Assignment
The complete set of records below must be repeated precisely as given.

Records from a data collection
------------------------------------------------------------------------

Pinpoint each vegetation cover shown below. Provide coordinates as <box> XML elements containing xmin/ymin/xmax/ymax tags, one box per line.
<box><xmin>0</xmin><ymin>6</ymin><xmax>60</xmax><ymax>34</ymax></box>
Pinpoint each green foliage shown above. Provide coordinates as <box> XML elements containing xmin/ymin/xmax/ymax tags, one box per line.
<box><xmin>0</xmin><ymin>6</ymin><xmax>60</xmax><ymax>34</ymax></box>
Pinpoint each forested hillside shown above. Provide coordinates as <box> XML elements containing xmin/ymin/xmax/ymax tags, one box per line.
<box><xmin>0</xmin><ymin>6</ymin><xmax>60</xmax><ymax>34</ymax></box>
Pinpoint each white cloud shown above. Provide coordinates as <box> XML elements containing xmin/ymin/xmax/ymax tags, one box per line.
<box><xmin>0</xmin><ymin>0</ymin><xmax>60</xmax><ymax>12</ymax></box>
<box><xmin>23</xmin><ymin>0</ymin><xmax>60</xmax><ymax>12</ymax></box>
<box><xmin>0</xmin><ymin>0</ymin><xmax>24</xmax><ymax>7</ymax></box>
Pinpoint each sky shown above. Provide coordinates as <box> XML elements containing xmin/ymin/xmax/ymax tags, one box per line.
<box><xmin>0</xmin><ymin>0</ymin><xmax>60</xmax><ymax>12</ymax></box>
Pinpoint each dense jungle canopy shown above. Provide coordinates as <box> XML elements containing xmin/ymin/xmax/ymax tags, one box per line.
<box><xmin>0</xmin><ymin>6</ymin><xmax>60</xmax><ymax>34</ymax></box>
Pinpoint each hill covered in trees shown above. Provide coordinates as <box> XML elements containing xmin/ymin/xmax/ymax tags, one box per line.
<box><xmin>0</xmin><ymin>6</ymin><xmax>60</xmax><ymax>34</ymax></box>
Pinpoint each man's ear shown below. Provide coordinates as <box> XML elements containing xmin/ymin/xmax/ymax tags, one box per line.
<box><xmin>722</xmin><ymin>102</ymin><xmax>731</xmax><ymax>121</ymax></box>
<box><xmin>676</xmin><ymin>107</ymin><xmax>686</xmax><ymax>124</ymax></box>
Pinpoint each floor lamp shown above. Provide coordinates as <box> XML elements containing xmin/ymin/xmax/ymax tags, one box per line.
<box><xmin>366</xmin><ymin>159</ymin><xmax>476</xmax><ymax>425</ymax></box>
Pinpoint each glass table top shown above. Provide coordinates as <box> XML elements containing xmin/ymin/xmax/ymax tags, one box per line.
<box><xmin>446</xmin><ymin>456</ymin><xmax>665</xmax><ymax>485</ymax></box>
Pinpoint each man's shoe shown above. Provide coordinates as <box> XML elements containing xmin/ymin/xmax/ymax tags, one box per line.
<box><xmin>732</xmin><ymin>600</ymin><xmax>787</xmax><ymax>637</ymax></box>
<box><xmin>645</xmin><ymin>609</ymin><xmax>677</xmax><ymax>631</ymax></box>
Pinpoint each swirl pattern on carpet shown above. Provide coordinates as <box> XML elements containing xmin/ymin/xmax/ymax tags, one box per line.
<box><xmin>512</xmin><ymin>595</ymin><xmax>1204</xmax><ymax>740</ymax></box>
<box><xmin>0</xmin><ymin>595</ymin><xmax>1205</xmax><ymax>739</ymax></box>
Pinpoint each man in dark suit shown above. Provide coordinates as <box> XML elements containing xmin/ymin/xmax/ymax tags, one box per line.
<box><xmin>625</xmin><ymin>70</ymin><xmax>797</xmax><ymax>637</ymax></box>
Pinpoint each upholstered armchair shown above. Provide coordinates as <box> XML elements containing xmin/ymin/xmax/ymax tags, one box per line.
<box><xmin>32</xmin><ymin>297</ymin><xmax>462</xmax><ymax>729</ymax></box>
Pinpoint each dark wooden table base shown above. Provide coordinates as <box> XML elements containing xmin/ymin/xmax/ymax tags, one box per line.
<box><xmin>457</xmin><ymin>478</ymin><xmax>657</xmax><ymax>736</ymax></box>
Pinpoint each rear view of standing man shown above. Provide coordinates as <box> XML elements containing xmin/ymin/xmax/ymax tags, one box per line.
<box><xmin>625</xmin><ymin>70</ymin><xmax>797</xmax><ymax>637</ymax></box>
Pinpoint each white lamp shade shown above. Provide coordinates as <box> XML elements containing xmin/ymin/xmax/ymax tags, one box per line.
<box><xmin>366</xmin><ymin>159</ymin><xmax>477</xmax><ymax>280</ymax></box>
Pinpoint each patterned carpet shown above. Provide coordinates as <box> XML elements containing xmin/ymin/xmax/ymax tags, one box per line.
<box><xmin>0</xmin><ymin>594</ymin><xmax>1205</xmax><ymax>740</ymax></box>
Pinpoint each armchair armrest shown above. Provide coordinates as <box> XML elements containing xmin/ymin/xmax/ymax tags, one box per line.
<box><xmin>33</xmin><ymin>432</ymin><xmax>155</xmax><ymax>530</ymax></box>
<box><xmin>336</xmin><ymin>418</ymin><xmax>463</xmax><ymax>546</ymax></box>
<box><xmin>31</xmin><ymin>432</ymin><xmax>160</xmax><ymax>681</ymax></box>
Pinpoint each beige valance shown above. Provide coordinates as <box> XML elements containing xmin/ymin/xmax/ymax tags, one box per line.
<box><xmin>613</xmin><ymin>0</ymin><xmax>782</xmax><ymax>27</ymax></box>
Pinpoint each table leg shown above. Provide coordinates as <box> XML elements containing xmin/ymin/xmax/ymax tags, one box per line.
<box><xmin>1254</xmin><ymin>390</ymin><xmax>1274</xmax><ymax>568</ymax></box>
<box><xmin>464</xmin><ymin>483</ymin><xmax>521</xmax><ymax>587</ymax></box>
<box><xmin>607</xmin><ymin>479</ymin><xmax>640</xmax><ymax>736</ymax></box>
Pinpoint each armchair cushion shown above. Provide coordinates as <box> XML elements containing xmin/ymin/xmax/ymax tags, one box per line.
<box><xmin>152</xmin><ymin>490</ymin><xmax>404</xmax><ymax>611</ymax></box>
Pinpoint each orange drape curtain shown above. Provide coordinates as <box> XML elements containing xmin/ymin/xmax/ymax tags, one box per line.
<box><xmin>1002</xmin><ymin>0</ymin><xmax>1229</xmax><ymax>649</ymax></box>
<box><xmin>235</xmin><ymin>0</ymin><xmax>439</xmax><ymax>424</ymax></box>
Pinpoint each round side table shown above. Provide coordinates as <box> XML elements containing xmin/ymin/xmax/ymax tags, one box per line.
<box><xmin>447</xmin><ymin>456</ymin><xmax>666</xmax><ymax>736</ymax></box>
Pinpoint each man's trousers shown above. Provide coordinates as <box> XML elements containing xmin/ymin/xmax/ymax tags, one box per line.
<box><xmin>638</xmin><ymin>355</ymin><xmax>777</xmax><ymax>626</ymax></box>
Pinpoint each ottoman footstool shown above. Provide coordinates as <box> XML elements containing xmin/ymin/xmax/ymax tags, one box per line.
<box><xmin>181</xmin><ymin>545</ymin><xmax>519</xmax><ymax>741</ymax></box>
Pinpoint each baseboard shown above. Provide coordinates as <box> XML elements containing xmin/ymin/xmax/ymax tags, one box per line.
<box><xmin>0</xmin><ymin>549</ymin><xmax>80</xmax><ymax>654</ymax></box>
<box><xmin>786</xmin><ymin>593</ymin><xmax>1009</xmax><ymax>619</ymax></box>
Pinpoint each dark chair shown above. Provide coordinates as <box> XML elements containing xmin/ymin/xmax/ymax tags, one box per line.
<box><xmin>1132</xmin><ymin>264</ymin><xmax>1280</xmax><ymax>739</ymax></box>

------------------------------------------------------------------------

Solution
Pinpoint each vegetation cover shown below. Provide coordinates as <box> XML elements containing xmin/ymin/xmax/ymax tags, one box per line.
<box><xmin>0</xmin><ymin>6</ymin><xmax>60</xmax><ymax>34</ymax></box>
Pinpoint each green foliage shown above. Provide coordinates as <box> XML elements containing xmin/ymin/xmax/ymax tags, one box per line.
<box><xmin>0</xmin><ymin>6</ymin><xmax>60</xmax><ymax>34</ymax></box>
Pinpoint each forested hillside shown above. Provide coordinates as <box> XML elements containing xmin/ymin/xmax/ymax tags, one box per line.
<box><xmin>0</xmin><ymin>6</ymin><xmax>60</xmax><ymax>34</ymax></box>
Pinpoint each white cloud shown above. Provide coordinates as <box> XML elements containing xmin/ymin/xmax/ymax tags, one box per line.
<box><xmin>0</xmin><ymin>0</ymin><xmax>60</xmax><ymax>12</ymax></box>
<box><xmin>23</xmin><ymin>0</ymin><xmax>60</xmax><ymax>12</ymax></box>
<box><xmin>0</xmin><ymin>0</ymin><xmax>24</xmax><ymax>7</ymax></box>
Pinpoint each sky shown above. Provide coordinates as <box> XML elements containing xmin/ymin/xmax/ymax tags, one box per line.
<box><xmin>0</xmin><ymin>0</ymin><xmax>60</xmax><ymax>12</ymax></box>
Pinpoint each dense jungle canopy shown above. Provide coordinates as <box> XML elements containing xmin/ymin/xmax/ymax tags, one box per line.
<box><xmin>0</xmin><ymin>6</ymin><xmax>60</xmax><ymax>34</ymax></box>
Pinpoint each hill covered in trees shown above. Provide coordinates as <box> XML elements containing xmin/ymin/xmax/ymax tags, one box per line.
<box><xmin>0</xmin><ymin>6</ymin><xmax>60</xmax><ymax>34</ymax></box>
Pinpoint each man's ear shown below. Provide coordinates as <box> XML elements containing xmin/ymin/xmax/ymax tags, one box per line.
<box><xmin>722</xmin><ymin>102</ymin><xmax>731</xmax><ymax>121</ymax></box>
<box><xmin>676</xmin><ymin>107</ymin><xmax>686</xmax><ymax>124</ymax></box>
Pinpoint each floor lamp shown above. Provide coordinates as <box> XML elements containing xmin/ymin/xmax/ymax tags, one box per line.
<box><xmin>366</xmin><ymin>159</ymin><xmax>476</xmax><ymax>425</ymax></box>
Pinpoint each glass table top shown above. Provide coordinates as <box> XML elements containing xmin/ymin/xmax/ymax tags, one box per line.
<box><xmin>446</xmin><ymin>456</ymin><xmax>665</xmax><ymax>485</ymax></box>
Pinpoint each man's shoe shown above. Provide coordinates as <box> XML elements containing xmin/ymin/xmax/ymax tags, one box per line.
<box><xmin>732</xmin><ymin>600</ymin><xmax>787</xmax><ymax>637</ymax></box>
<box><xmin>645</xmin><ymin>609</ymin><xmax>677</xmax><ymax>631</ymax></box>
Pinpoint each swirl pattern on carpet shown above. Provide coordinates as <box> XML elements containing xmin/ymin/xmax/ymax tags, one box per line.
<box><xmin>512</xmin><ymin>595</ymin><xmax>1204</xmax><ymax>740</ymax></box>
<box><xmin>0</xmin><ymin>595</ymin><xmax>1205</xmax><ymax>739</ymax></box>
Pinpoint each man in dark suit shown above. Provide coordinates as <box> XML elements containing xmin/ymin/xmax/ymax tags, one box per line.
<box><xmin>625</xmin><ymin>70</ymin><xmax>797</xmax><ymax>637</ymax></box>
Pinpoint each upholstered armchair shown above. Provide coordinates as <box> XML elements containing xmin/ymin/xmax/ymax tags, one box per line.
<box><xmin>32</xmin><ymin>297</ymin><xmax>462</xmax><ymax>729</ymax></box>
Pinpoint each dark wooden table base shown above. Provide coordinates as <box> XML elements containing xmin/ymin/xmax/ymax tags, one box per line.
<box><xmin>457</xmin><ymin>478</ymin><xmax>657</xmax><ymax>736</ymax></box>
Pinpoint each rear view of standing man shown above. Provide coordinates as <box> XML elements containing xmin/ymin/xmax/ymax tags, one box per line.
<box><xmin>625</xmin><ymin>70</ymin><xmax>797</xmax><ymax>637</ymax></box>
Pinpoint each white lamp shade shown above. Provide coordinates as <box> XML elements containing xmin/ymin/xmax/ymax tags, one box per line.
<box><xmin>366</xmin><ymin>159</ymin><xmax>477</xmax><ymax>280</ymax></box>
Pinpoint each patterned carpet shown above. Provide coordinates as <box> XML elements containing xmin/ymin/xmax/ymax tags, one box per line.
<box><xmin>0</xmin><ymin>594</ymin><xmax>1205</xmax><ymax>740</ymax></box>
Pinpoint each armchair armrest shown above. Provide coordinates as <box> XML elements containing xmin/ymin/xmax/ymax tags, one box per line.
<box><xmin>33</xmin><ymin>432</ymin><xmax>155</xmax><ymax>530</ymax></box>
<box><xmin>336</xmin><ymin>418</ymin><xmax>463</xmax><ymax>546</ymax></box>
<box><xmin>31</xmin><ymin>432</ymin><xmax>160</xmax><ymax>681</ymax></box>
Pinpoint each beige valance shown above. Provide coordinates as <box> XML elements containing xmin/ymin/xmax/ymax tags, one box per line.
<box><xmin>613</xmin><ymin>0</ymin><xmax>782</xmax><ymax>27</ymax></box>
Pinpoint each table leg shown above. Provide coordinates as <box> XML elements containing xmin/ymin/xmax/ymax tags, one box per line.
<box><xmin>1254</xmin><ymin>390</ymin><xmax>1274</xmax><ymax>568</ymax></box>
<box><xmin>464</xmin><ymin>483</ymin><xmax>521</xmax><ymax>587</ymax></box>
<box><xmin>607</xmin><ymin>479</ymin><xmax>640</xmax><ymax>736</ymax></box>
Pinpoint each armchair cushion shown above. Provide coordinates as <box> XML elements containing xmin/ymin/xmax/ymax tags, one box per line.
<box><xmin>152</xmin><ymin>490</ymin><xmax>404</xmax><ymax>611</ymax></box>
Pinpoint each orange drape curtain shown above. Provide coordinates as <box> XML elements containing xmin/ymin/xmax/ymax tags, one box per line.
<box><xmin>1002</xmin><ymin>0</ymin><xmax>1229</xmax><ymax>649</ymax></box>
<box><xmin>235</xmin><ymin>0</ymin><xmax>439</xmax><ymax>424</ymax></box>
Pinpoint each round side table shown above. Provide coordinates as <box> XML elements containing xmin/ymin/xmax/ymax tags, one box per line.
<box><xmin>447</xmin><ymin>456</ymin><xmax>666</xmax><ymax>736</ymax></box>
Pinpoint each man's trousers shown above. Provide coordinates as <box> XML elements containing xmin/ymin/xmax/ymax tags, one box per line.
<box><xmin>638</xmin><ymin>355</ymin><xmax>777</xmax><ymax>626</ymax></box>
Pinpoint each ottoman footstool shown above. Provide coordinates as <box> XML elements containing xmin/ymin/xmax/ymax tags, one box per line.
<box><xmin>181</xmin><ymin>545</ymin><xmax>519</xmax><ymax>741</ymax></box>
Pinpoint each baseboard shown above. Provide coordinates as <box> XML elements containing xmin/ymin/xmax/ymax tags, one box per line.
<box><xmin>0</xmin><ymin>549</ymin><xmax>80</xmax><ymax>654</ymax></box>
<box><xmin>786</xmin><ymin>593</ymin><xmax>1009</xmax><ymax>619</ymax></box>
Pinpoint each dark chair shown above. Provide coordinates as <box> XML elements containing xmin/ymin/xmax/ymax tags, one box per line.
<box><xmin>1132</xmin><ymin>264</ymin><xmax>1280</xmax><ymax>739</ymax></box>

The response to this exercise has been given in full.